◆ JOB: Identify every line in the rows below that contains the string "grass", and copy each such line in full.
-- START OF RECORDED INFORMATION --
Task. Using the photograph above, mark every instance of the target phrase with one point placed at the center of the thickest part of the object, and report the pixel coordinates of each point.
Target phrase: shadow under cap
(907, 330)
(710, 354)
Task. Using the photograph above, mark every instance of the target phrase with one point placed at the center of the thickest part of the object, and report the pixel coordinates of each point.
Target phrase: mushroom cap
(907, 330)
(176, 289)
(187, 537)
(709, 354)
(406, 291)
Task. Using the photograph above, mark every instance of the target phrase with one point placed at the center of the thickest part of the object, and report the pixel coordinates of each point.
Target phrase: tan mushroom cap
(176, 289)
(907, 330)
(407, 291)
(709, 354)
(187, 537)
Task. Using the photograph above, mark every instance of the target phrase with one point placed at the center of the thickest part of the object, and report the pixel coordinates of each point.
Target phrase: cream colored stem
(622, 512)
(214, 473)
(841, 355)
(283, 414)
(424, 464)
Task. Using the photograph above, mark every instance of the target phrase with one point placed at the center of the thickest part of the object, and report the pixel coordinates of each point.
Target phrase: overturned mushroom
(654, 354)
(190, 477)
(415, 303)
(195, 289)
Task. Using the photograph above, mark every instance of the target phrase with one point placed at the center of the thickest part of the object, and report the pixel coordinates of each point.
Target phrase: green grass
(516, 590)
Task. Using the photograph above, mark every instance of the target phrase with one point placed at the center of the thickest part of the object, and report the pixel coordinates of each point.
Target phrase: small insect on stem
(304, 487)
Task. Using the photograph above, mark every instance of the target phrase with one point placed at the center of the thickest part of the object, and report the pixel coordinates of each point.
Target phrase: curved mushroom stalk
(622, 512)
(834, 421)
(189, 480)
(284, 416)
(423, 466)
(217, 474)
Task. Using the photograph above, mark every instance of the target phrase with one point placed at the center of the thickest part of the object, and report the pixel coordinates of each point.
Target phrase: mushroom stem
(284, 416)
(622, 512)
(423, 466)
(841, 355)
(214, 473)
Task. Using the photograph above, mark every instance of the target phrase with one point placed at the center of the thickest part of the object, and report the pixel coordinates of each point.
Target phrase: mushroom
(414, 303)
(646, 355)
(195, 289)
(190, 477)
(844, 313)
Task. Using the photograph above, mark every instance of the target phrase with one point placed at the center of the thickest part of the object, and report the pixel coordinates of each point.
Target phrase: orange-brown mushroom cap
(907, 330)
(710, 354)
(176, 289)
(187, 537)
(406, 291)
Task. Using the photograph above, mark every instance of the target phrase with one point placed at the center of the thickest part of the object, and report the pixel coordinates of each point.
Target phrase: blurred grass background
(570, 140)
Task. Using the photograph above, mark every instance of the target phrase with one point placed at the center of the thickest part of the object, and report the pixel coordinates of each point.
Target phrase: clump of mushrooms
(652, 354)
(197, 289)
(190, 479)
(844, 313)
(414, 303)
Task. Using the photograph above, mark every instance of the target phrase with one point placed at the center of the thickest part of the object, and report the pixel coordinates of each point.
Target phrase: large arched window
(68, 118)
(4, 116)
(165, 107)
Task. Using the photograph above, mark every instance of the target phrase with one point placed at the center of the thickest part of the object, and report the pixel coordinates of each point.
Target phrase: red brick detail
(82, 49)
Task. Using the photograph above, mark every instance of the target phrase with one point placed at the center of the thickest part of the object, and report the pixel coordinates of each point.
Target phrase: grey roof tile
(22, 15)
-- END OF RECORDED INFORMATION --
◆ EXERCISE OUTPUT:
Target phrase: green grass
Target phrase: blurred grass background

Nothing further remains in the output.